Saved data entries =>
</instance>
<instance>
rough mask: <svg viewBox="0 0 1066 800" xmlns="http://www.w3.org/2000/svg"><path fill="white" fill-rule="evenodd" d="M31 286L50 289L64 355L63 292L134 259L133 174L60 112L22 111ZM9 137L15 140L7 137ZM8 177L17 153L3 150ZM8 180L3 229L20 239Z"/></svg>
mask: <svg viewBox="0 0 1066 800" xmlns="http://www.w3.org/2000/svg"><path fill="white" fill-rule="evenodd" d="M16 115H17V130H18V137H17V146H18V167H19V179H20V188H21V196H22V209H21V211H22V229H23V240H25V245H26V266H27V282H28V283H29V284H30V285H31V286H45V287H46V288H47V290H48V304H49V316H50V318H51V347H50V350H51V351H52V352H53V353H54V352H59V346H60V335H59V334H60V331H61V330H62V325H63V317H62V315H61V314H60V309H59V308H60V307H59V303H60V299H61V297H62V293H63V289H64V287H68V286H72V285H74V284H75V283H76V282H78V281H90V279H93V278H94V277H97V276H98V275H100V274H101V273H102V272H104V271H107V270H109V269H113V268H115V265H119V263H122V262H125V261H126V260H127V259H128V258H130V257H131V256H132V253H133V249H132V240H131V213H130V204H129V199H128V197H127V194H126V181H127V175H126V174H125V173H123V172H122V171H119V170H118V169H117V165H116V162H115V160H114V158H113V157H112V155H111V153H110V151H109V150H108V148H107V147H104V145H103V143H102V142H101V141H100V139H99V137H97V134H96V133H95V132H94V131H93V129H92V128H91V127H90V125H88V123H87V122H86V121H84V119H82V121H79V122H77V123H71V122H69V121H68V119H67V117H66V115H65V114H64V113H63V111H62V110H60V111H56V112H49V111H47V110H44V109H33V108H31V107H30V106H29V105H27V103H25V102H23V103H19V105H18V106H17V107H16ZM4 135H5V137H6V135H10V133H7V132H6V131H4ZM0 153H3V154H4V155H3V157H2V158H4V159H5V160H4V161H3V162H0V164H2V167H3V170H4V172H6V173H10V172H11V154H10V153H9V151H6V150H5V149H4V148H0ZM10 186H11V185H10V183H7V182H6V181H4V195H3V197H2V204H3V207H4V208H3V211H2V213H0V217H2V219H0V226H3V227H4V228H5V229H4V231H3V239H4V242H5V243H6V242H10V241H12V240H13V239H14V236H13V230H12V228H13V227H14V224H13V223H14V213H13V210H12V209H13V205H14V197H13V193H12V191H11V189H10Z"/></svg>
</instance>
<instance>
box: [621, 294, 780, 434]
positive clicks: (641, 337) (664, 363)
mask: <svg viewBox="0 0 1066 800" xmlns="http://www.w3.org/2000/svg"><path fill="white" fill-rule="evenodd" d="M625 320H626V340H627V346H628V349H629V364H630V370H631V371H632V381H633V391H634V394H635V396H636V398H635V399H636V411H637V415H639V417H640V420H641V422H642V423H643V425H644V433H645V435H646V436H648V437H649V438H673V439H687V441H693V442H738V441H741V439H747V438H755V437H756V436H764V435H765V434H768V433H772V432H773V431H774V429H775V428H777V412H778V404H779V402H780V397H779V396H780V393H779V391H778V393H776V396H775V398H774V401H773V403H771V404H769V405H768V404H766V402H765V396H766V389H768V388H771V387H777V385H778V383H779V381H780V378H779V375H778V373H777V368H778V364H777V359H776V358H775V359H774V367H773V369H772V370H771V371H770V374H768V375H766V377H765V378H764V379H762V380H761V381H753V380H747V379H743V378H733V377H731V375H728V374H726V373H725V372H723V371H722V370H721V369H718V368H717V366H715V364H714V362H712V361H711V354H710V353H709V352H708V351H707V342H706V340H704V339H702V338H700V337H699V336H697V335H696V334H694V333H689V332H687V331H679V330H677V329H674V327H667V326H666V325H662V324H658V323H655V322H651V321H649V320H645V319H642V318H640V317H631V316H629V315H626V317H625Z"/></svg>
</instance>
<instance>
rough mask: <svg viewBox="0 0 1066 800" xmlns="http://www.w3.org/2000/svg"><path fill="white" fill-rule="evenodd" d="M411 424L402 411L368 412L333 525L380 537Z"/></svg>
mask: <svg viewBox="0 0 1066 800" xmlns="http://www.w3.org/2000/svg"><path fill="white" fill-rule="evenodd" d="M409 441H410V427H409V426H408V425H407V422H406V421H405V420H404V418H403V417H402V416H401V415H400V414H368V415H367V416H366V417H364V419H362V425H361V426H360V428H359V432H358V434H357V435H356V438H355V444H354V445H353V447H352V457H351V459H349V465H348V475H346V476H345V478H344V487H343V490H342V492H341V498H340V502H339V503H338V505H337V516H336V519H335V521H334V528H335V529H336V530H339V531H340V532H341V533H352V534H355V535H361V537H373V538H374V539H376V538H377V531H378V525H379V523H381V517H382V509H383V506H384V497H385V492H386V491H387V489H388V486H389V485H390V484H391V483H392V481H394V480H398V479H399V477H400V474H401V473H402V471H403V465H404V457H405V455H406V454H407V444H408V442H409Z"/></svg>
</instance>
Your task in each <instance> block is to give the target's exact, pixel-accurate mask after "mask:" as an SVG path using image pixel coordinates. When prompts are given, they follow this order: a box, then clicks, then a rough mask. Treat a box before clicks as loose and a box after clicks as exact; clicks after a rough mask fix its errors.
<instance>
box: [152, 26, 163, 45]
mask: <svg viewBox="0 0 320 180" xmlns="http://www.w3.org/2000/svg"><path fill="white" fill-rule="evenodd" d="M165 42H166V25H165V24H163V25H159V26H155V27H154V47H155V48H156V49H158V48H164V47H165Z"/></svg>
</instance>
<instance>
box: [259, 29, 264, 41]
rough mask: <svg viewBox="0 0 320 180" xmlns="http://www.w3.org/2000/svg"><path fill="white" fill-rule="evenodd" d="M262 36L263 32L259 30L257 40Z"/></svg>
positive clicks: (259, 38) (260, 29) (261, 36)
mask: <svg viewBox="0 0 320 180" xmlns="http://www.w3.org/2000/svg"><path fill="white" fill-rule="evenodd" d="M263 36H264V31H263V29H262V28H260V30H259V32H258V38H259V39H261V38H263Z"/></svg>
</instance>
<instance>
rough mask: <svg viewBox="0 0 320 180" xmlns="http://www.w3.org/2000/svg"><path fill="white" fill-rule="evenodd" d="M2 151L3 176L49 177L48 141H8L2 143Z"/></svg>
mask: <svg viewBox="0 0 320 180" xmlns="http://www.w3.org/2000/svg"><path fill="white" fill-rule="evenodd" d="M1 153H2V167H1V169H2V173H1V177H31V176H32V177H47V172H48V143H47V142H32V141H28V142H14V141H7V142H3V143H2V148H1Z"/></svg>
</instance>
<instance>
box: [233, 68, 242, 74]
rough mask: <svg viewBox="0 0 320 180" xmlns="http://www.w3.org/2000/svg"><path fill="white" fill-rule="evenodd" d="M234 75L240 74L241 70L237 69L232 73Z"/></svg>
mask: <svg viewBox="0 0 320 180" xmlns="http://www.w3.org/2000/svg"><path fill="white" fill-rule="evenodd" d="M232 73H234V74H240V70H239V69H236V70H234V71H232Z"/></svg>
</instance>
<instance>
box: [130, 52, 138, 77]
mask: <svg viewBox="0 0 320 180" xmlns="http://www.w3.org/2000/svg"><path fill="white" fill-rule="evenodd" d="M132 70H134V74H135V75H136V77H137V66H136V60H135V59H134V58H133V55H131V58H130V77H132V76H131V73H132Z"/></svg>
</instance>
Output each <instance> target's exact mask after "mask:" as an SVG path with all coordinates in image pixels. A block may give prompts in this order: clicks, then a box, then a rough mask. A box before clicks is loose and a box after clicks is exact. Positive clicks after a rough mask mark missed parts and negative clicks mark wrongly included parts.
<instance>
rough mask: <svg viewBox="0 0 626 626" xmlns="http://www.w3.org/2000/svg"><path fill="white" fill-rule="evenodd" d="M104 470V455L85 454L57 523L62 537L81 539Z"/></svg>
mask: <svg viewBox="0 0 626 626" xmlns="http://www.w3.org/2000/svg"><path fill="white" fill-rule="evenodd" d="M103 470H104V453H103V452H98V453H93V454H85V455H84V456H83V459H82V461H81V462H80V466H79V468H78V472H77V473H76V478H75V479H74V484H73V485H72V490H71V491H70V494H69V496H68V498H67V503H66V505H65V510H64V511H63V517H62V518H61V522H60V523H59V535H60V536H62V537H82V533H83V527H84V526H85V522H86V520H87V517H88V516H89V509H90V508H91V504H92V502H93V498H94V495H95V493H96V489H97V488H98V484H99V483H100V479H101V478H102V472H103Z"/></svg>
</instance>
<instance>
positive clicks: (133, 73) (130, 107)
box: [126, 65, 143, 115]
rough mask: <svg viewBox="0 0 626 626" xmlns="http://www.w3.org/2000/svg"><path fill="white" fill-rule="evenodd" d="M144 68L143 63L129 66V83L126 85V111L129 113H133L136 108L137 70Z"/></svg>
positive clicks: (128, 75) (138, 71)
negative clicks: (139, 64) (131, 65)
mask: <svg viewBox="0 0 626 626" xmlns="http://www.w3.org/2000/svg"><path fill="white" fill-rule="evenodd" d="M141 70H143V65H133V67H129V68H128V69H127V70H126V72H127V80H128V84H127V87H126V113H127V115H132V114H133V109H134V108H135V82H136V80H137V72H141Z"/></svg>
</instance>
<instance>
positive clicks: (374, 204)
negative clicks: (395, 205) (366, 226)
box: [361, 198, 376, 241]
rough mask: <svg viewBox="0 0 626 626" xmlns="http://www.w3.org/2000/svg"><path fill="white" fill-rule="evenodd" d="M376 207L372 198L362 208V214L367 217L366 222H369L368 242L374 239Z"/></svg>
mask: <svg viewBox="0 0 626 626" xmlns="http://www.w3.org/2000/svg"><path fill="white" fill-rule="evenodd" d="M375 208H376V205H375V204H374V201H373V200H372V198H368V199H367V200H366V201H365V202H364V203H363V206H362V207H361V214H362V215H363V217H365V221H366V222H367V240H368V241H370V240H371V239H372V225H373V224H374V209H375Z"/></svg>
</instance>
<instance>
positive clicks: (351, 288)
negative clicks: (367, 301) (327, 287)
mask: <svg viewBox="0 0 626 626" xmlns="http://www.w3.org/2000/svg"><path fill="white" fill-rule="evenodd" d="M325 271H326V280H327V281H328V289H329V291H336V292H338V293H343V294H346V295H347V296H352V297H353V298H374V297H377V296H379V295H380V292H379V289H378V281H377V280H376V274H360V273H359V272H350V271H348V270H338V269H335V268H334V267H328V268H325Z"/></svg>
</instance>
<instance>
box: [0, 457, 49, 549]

EXERCISE DETAILS =>
Exact reproduction is required: output the lines from the start of the entries above through the line with "box: [621, 294, 780, 434]".

OUTPUT OF THE TASK =>
</instance>
<instance>
rough mask: <svg viewBox="0 0 1066 800" xmlns="http://www.w3.org/2000/svg"><path fill="white" fill-rule="evenodd" d="M31 286L50 289L64 355L63 292L134 259L133 174L60 112L22 111ZM9 137L15 140L7 137ZM8 177L17 153L3 150ZM8 180L3 229L20 239Z"/></svg>
mask: <svg viewBox="0 0 1066 800" xmlns="http://www.w3.org/2000/svg"><path fill="white" fill-rule="evenodd" d="M16 115H17V130H18V137H17V146H18V167H19V179H20V188H21V196H22V209H21V211H22V229H23V240H25V245H26V266H27V282H28V283H29V284H30V285H31V286H45V287H46V288H47V290H48V304H49V316H50V318H51V347H50V350H51V351H52V352H53V353H54V352H59V346H60V335H59V334H60V331H61V330H62V325H63V317H62V315H61V314H60V309H59V308H60V307H59V303H60V299H61V297H62V293H63V289H64V287H68V286H72V285H74V284H75V283H76V282H78V281H90V279H93V278H94V277H97V276H98V275H100V274H101V273H102V272H104V271H107V270H109V269H113V268H115V265H119V263H122V262H125V261H126V260H127V259H128V258H130V257H131V256H132V253H133V249H132V240H131V213H130V204H129V199H128V197H127V194H126V181H127V175H126V174H125V173H123V172H122V171H119V170H118V169H117V165H116V162H115V160H114V158H113V157H112V155H111V153H110V151H109V150H108V148H107V147H104V145H103V143H102V142H101V141H100V139H99V137H97V134H96V133H95V132H94V131H93V129H92V128H91V127H90V125H88V123H87V122H86V121H84V119H82V121H79V122H77V123H71V122H69V121H68V119H67V117H66V115H65V114H64V113H63V111H62V110H60V111H56V112H49V111H47V110H44V109H33V108H31V107H30V106H29V105H27V103H25V102H23V103H19V105H18V106H17V107H16ZM4 135H5V137H6V135H10V133H7V132H6V131H4ZM0 153H3V154H4V155H3V157H2V158H4V159H5V160H4V161H3V162H0V164H2V167H3V170H4V172H6V173H10V172H11V154H10V153H9V151H6V150H5V149H4V148H0ZM10 186H11V185H10V183H7V182H6V181H4V195H3V197H2V204H3V207H4V208H3V211H2V213H0V217H2V219H0V226H3V227H4V228H5V229H4V231H3V239H4V242H5V243H6V242H10V241H12V240H13V239H14V236H13V230H12V228H13V227H14V224H13V223H14V213H13V210H12V209H13V205H14V197H13V193H12V191H11V189H10Z"/></svg>
</instance>
<instance>
box: [621, 294, 780, 434]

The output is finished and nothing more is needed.